── Provided entries

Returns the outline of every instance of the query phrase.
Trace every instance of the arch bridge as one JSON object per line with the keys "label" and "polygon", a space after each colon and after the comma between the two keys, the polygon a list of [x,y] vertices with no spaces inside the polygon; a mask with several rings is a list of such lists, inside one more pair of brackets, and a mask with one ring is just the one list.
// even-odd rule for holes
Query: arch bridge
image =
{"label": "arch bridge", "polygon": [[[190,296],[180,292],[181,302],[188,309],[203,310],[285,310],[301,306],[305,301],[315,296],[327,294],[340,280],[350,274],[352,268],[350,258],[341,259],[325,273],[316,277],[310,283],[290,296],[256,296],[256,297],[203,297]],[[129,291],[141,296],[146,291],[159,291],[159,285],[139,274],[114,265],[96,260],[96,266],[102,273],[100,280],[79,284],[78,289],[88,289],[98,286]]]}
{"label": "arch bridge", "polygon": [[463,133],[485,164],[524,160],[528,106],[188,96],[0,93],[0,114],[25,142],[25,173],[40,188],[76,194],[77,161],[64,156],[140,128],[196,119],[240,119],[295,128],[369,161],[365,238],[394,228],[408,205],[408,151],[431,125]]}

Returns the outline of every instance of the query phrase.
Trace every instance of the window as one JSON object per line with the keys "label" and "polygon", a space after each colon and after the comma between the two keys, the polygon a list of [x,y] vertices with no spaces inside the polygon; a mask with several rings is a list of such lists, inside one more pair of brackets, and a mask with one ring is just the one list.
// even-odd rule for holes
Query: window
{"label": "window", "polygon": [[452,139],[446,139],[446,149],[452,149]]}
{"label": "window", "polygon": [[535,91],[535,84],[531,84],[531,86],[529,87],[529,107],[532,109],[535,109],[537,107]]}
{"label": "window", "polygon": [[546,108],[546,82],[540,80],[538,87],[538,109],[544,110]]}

────

• Task brief: From the line containing "Trace every instance of the window" to the last line of the material, please quote every line exactly and only those.

• Output for this task:
Trace every instance of the window as one JSON object per line with the keys "label" and "polygon", a space after each colon and after the comma between the two keys, the polygon a list of [x,y] vertices with no spaces inside the polygon; a mask with several rings is a list of such lists, inside one more pair of brackets, and a mask with one ring is just the one list.
// even-odd rule for holes
Query: window
{"label": "window", "polygon": [[452,139],[446,139],[446,149],[452,149]]}
{"label": "window", "polygon": [[535,91],[535,84],[531,84],[531,86],[529,87],[529,107],[532,109],[535,109],[537,107]]}
{"label": "window", "polygon": [[546,108],[546,82],[540,80],[538,87],[538,109],[544,110]]}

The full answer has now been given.